## Problem description
The job is to find each line of the records below that includes the word "field" and copy it.

[Dataset records]
===============

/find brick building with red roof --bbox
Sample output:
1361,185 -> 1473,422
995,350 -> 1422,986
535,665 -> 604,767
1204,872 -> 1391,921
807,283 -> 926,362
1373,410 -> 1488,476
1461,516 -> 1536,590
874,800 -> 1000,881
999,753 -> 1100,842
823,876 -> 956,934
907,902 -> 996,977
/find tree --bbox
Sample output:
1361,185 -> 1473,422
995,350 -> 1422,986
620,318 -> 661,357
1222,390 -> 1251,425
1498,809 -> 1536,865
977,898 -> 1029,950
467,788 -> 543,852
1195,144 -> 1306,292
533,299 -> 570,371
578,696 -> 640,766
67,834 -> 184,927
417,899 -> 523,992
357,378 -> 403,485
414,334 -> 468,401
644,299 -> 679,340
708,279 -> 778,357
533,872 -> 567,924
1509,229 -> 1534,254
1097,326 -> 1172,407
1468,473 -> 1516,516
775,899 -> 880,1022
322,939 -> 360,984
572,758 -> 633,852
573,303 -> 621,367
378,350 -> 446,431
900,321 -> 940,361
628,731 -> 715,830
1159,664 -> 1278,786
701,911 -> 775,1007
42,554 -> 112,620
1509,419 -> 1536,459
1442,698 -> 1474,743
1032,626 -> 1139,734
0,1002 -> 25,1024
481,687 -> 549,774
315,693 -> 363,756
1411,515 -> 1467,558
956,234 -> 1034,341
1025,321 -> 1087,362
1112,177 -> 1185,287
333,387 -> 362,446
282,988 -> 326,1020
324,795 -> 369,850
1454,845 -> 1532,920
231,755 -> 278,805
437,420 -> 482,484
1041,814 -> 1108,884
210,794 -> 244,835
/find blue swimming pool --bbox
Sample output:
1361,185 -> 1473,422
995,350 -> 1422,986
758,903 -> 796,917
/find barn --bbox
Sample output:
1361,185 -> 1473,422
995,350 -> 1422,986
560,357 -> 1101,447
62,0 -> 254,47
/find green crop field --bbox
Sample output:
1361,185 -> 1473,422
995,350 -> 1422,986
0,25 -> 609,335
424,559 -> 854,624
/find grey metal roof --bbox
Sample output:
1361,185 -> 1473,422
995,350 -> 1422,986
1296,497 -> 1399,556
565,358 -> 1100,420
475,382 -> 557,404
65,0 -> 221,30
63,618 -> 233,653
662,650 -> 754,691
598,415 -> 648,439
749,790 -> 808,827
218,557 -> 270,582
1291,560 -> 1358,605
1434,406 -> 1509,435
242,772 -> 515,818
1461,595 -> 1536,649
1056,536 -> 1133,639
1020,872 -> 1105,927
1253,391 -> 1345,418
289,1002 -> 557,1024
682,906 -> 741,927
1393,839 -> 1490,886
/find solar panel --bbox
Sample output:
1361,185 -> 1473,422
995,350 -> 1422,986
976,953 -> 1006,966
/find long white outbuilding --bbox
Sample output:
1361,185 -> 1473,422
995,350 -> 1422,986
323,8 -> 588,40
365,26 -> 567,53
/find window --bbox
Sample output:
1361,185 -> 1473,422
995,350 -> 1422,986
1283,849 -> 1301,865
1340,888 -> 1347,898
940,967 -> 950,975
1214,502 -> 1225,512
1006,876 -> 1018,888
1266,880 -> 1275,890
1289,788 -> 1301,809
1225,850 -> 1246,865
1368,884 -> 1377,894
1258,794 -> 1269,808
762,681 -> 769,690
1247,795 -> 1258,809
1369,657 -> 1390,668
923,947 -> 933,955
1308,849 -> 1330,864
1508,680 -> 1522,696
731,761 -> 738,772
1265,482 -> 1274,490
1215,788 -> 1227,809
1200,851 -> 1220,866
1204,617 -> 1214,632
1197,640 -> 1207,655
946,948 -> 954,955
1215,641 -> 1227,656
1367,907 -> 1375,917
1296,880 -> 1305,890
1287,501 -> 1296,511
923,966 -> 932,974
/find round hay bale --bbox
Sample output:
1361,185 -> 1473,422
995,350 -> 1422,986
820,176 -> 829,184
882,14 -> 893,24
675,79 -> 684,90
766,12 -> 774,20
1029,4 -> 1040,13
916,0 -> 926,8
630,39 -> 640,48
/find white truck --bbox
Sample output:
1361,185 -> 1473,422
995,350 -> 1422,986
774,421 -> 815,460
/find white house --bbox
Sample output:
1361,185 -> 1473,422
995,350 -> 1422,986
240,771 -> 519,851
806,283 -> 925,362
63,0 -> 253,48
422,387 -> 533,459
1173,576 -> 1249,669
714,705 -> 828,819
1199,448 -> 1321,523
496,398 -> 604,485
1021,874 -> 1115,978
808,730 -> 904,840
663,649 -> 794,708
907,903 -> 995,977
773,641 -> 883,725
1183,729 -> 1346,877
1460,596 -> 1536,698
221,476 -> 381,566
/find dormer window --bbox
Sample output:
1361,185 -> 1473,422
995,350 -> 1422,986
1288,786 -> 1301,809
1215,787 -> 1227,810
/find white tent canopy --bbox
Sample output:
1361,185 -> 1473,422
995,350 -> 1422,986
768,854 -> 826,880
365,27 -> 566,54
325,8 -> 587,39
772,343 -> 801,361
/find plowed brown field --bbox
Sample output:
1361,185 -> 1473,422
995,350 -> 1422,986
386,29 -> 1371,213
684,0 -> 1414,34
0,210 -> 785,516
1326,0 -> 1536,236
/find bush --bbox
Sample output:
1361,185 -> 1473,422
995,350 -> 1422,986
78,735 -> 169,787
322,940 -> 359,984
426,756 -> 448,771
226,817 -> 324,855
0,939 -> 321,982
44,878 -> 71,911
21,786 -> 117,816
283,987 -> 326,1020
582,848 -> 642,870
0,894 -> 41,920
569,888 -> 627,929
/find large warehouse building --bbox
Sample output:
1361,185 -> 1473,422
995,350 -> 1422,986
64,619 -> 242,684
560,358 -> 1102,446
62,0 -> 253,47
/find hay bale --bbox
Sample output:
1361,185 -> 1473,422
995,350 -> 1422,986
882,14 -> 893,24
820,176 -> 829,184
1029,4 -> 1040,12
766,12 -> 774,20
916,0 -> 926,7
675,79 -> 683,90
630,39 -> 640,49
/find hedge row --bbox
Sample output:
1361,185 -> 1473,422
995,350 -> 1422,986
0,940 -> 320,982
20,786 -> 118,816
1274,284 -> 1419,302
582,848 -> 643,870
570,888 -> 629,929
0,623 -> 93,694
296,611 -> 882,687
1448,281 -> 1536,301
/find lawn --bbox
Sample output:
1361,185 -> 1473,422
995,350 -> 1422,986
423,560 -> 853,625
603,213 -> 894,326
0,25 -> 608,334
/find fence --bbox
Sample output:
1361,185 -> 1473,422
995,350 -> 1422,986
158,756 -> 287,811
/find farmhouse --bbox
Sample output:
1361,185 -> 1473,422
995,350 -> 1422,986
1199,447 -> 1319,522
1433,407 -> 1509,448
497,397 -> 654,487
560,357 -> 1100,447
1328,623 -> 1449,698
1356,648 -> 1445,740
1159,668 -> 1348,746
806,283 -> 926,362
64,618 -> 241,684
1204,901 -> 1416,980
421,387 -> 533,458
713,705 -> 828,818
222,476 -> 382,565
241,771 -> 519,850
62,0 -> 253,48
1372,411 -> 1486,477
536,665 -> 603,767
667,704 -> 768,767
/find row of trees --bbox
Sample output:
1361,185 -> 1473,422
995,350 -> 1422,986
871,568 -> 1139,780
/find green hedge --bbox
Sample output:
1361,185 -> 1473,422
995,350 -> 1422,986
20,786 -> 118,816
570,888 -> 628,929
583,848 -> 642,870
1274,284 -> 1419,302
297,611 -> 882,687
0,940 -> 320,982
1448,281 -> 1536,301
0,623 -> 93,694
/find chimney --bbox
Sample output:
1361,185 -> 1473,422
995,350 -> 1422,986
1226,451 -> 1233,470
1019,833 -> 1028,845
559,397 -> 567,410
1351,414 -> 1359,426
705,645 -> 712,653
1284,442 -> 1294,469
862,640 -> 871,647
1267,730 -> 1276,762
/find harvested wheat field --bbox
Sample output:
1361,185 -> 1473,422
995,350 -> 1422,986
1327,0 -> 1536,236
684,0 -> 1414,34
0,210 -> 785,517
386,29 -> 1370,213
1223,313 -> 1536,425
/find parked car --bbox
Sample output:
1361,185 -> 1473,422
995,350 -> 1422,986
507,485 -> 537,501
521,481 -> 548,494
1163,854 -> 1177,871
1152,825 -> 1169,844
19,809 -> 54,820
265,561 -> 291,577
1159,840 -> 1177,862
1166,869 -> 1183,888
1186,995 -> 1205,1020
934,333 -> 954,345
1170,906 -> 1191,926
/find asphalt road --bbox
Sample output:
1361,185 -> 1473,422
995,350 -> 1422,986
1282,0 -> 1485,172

===============

## Written response
/find green crop field --bbox
/find plowed brown field --bbox
/find harvested wheat field --bbox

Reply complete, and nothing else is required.